#### [PROBLEM TO WORK ON]
Output, word for word, the line that contains "Q: Tag one point on each instance of the cat's head" and all lines following it to the end of the listing. Drop the pictures.

#### [WORKING DATA]
******
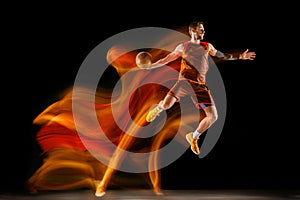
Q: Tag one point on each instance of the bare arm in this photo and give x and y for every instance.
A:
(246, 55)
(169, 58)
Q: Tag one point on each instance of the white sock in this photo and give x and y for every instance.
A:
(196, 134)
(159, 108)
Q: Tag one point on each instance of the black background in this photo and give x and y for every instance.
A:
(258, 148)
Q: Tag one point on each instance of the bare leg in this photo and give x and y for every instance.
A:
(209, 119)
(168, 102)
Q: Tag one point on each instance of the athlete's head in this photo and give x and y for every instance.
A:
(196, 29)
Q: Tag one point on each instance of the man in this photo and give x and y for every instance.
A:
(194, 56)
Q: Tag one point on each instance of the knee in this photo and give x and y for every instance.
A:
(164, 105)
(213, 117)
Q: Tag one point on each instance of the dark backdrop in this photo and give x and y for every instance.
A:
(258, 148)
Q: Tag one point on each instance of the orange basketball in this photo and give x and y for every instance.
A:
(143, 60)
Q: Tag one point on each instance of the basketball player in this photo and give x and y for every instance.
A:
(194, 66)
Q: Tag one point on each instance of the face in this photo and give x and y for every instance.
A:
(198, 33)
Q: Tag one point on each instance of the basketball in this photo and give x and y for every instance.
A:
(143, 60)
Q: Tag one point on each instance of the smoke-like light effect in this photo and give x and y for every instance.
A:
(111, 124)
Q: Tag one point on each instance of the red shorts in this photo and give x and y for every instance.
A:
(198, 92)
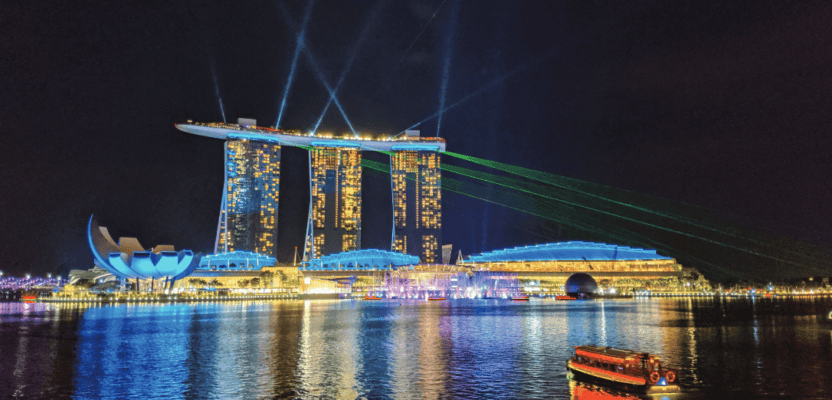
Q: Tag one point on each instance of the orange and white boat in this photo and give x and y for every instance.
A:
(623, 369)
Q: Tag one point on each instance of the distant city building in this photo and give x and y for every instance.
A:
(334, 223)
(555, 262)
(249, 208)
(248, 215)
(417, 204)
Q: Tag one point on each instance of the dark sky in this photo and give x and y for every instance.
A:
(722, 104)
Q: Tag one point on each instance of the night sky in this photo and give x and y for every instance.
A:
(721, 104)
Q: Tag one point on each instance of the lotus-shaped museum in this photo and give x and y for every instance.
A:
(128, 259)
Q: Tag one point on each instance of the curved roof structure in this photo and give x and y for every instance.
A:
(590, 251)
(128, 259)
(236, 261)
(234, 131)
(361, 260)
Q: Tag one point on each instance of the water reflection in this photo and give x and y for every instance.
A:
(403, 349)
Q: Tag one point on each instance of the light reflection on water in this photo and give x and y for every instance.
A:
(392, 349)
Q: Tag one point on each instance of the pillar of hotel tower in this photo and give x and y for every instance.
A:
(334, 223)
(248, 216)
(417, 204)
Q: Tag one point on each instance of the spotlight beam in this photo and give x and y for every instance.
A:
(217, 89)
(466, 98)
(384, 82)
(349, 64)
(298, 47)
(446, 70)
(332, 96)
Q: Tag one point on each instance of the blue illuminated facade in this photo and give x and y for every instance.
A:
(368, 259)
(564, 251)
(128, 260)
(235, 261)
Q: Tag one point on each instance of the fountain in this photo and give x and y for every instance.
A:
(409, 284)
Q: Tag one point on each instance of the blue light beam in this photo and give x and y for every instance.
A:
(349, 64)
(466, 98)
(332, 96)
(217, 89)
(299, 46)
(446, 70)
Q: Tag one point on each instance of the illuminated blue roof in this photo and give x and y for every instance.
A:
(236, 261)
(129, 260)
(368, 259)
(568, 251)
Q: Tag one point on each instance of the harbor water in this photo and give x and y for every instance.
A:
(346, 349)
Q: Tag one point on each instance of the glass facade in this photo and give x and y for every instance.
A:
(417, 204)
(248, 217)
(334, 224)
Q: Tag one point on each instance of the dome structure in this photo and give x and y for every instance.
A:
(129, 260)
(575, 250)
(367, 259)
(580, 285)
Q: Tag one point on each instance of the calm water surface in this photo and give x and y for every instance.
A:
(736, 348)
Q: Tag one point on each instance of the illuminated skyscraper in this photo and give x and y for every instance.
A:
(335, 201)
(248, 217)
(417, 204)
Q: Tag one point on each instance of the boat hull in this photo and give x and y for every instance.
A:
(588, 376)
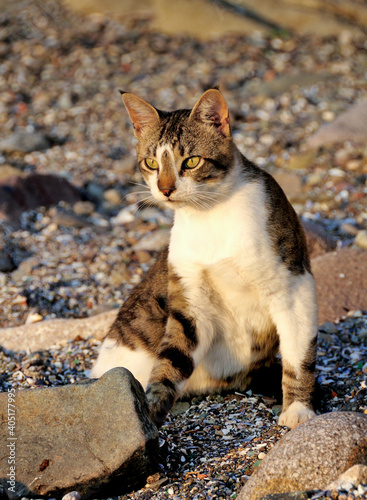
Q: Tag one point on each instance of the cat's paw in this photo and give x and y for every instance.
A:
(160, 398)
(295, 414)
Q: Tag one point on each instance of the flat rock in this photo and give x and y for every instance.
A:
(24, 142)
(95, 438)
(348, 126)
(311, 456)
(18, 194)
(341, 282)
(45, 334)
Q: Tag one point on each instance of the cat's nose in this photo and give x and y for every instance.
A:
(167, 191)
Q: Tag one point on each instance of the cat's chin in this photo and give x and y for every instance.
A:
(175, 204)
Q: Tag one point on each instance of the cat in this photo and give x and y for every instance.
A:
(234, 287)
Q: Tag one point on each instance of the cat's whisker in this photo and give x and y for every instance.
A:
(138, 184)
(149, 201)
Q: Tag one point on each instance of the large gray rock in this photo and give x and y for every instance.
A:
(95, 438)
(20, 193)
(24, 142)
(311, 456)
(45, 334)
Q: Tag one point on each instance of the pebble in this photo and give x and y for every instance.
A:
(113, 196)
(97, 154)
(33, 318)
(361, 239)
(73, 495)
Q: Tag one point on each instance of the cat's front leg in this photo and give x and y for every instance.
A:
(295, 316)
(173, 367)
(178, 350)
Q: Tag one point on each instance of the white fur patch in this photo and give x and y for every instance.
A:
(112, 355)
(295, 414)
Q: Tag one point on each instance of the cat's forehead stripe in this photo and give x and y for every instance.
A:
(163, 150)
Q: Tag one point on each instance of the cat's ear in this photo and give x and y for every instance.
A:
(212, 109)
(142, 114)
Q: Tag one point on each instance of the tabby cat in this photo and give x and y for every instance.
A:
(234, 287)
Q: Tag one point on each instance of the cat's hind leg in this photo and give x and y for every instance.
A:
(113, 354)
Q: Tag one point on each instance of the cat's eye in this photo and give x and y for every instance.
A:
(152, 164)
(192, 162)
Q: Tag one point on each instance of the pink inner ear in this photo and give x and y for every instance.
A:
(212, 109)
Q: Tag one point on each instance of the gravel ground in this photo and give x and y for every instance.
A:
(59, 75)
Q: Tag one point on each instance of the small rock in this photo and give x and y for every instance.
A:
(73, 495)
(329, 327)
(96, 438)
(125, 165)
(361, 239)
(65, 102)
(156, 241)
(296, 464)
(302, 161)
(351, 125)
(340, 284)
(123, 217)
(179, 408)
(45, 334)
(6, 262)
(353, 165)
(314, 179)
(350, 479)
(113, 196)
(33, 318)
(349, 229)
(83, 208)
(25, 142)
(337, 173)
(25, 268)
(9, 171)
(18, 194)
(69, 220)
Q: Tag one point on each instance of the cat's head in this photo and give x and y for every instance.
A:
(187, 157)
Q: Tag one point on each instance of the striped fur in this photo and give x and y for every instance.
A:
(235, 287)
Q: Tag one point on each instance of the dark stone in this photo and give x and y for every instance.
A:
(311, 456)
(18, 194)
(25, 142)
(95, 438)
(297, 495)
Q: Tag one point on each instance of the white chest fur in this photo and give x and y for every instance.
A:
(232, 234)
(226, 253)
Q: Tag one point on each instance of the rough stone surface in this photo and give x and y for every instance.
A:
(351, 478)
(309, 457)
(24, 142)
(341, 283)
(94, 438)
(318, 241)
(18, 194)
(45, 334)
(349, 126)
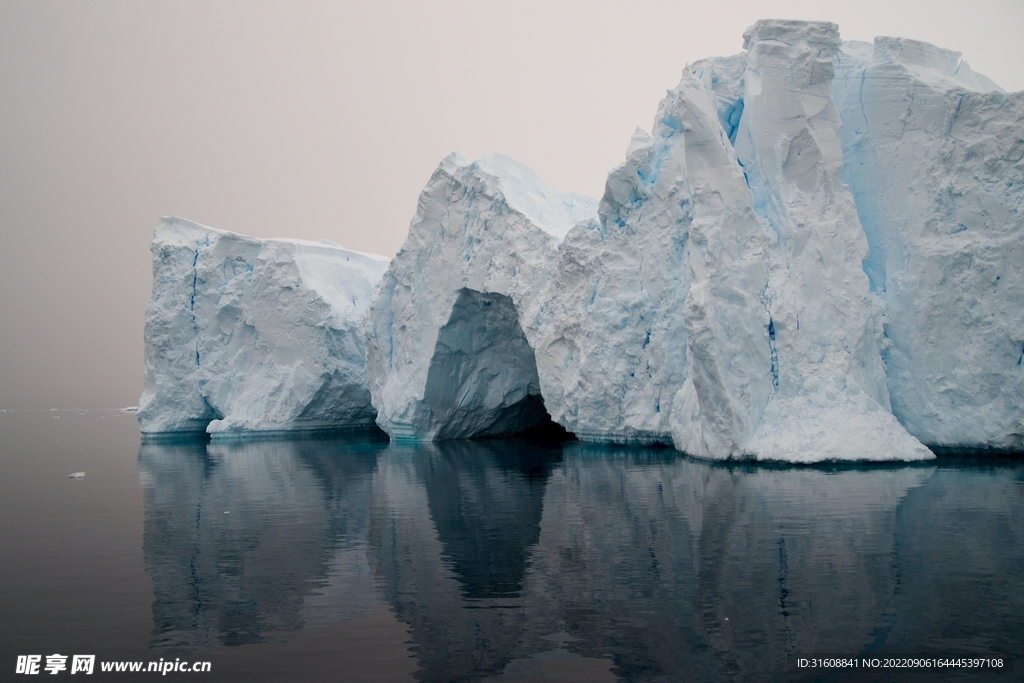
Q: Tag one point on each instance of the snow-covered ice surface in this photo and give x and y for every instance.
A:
******
#### [TASK RESPONSE]
Q: Tag one point on each instance of the cat's head in this photo and give x and y for every instance.
A:
(187, 157)
Q: Tag one point on each instance of the striped fur in this photo and give x and y for every instance.
A:
(235, 287)
Q: Tag one point on each instance of the dark stone in this photo and give x and y for every instance.
A:
(311, 456)
(18, 194)
(25, 142)
(95, 438)
(297, 495)
Q: Tag one point on each instance of the white chest fur in this photo and give x and y for every instance.
A:
(232, 234)
(226, 253)
Q: Tag one point on each instance of the rough stone surface in this photo and give x and y for every instance.
A:
(351, 478)
(309, 457)
(24, 142)
(341, 283)
(94, 438)
(318, 241)
(18, 194)
(45, 334)
(349, 126)
Q: Tag one point on each instance of the snow-covered ice surface in this photo and give x and y for every instance.
A:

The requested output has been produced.